### WHAT IS NEEDED
From the items below, pull out each line that contains the word "suit" and copy it unchanged.

### DATASET EXTRACT
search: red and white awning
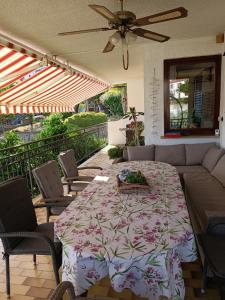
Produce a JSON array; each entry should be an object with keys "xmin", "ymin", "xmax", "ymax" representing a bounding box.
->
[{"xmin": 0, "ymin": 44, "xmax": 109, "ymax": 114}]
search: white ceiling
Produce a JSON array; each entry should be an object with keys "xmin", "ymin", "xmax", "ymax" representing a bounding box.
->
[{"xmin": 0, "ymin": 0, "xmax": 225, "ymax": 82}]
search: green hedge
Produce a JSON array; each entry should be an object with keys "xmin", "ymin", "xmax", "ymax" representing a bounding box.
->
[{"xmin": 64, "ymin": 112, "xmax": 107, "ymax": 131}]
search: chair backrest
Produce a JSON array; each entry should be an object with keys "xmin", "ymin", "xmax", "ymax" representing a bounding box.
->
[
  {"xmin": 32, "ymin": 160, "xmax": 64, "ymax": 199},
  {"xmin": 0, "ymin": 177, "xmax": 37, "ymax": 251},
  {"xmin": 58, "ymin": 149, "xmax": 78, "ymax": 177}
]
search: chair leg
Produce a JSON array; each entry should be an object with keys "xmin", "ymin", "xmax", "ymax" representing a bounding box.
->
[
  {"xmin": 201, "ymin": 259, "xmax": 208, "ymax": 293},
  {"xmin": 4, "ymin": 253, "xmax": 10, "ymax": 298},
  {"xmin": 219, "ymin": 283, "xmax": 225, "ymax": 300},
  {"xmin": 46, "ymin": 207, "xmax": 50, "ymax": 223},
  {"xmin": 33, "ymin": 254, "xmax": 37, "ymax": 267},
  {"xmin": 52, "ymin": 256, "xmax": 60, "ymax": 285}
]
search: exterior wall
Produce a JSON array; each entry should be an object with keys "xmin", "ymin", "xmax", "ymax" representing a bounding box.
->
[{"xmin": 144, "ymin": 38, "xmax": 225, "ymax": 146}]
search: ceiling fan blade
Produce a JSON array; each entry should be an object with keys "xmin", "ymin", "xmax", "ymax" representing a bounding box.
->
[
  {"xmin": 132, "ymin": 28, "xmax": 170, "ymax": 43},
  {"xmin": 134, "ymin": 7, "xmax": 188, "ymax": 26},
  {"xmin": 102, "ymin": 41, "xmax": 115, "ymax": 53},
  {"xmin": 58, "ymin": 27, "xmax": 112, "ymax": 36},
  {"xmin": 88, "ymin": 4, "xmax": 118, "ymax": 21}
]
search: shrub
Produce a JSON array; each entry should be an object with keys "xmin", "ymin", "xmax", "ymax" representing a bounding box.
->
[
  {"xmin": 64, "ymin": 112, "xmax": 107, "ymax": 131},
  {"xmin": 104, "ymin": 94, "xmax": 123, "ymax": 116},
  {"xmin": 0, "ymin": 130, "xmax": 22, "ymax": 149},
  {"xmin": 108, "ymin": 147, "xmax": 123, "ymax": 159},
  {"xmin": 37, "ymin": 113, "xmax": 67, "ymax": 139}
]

---

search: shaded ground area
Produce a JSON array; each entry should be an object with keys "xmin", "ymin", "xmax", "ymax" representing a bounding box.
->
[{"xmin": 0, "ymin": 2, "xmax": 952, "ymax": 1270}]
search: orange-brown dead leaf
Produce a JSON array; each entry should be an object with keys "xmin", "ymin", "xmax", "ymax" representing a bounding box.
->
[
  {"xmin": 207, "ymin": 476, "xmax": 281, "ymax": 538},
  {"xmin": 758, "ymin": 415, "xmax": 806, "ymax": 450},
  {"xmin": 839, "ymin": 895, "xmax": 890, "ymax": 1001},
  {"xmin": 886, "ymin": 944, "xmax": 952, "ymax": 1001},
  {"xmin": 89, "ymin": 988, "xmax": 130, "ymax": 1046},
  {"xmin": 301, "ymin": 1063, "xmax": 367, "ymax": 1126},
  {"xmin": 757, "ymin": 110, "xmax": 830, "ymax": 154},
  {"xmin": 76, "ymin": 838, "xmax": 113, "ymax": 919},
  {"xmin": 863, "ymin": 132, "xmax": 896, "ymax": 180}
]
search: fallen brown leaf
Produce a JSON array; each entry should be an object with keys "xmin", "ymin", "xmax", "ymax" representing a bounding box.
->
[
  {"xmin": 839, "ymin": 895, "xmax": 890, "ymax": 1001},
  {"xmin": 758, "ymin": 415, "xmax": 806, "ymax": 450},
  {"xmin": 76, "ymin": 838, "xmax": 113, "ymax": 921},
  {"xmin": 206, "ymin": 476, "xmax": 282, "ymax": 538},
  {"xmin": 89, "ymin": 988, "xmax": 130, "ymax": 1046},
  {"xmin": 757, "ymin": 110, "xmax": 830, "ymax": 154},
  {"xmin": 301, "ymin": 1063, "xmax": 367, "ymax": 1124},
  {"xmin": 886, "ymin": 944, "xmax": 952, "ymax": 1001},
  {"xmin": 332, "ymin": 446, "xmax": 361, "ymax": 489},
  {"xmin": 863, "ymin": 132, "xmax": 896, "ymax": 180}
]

* * *

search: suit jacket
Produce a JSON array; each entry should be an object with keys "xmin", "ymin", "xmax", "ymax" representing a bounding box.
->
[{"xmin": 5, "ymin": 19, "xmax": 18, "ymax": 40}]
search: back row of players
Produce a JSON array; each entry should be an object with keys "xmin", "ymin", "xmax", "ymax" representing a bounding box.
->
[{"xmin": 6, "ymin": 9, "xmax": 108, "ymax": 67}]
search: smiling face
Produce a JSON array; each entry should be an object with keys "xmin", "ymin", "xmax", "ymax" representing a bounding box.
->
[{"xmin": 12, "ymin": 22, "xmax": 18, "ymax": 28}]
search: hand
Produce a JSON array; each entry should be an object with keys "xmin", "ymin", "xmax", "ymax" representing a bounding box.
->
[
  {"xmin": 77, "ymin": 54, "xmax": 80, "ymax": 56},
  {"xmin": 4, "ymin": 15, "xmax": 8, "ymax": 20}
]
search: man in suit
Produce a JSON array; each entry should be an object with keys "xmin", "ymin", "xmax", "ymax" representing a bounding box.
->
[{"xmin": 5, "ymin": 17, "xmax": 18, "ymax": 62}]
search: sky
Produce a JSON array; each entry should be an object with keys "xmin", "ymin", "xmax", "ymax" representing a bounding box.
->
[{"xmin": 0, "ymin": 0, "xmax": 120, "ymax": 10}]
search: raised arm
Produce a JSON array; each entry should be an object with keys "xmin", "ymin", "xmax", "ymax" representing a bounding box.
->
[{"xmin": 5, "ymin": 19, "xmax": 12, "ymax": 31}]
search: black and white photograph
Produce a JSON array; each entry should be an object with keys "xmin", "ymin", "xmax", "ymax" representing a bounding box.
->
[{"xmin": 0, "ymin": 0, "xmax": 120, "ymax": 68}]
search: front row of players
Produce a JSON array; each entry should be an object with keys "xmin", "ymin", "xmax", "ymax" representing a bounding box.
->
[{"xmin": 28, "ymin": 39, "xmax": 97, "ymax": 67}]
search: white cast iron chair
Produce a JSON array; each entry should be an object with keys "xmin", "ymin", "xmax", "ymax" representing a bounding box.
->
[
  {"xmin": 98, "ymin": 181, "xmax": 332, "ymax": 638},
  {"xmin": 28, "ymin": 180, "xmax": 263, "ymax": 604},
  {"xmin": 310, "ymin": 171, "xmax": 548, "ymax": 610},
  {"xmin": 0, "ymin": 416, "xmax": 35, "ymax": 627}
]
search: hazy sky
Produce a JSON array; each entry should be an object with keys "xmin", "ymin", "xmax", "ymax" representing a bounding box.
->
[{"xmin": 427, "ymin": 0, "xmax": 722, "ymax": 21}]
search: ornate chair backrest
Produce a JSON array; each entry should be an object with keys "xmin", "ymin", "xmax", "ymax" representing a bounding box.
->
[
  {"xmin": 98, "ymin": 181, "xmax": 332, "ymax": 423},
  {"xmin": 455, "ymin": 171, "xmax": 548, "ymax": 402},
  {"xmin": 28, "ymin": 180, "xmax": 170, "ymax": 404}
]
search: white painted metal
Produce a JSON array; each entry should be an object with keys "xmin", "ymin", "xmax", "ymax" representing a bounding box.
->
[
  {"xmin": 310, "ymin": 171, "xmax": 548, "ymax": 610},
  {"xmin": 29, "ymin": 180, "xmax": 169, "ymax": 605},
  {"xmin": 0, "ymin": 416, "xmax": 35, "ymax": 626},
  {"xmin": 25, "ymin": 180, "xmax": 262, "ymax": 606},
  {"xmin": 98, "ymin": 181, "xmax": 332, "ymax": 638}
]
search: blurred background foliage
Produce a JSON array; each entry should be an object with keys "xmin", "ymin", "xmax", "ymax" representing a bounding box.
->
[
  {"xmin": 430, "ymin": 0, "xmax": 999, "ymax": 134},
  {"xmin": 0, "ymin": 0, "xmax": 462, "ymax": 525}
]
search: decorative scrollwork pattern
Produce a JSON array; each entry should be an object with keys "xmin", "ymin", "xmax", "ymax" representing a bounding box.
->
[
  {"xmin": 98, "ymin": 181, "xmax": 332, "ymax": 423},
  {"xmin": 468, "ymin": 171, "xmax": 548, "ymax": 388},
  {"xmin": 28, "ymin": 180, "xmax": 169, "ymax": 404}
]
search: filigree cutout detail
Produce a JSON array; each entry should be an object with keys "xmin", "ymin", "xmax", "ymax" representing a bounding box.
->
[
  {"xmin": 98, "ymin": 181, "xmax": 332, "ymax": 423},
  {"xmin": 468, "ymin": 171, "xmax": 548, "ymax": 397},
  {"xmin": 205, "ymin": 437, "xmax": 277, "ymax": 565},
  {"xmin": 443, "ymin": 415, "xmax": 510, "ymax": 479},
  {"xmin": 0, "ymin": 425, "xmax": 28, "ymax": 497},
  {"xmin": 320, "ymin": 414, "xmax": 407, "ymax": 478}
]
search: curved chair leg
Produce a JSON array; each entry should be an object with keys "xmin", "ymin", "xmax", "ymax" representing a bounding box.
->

### FINAL RESULT
search: suit jacket
search: man in suit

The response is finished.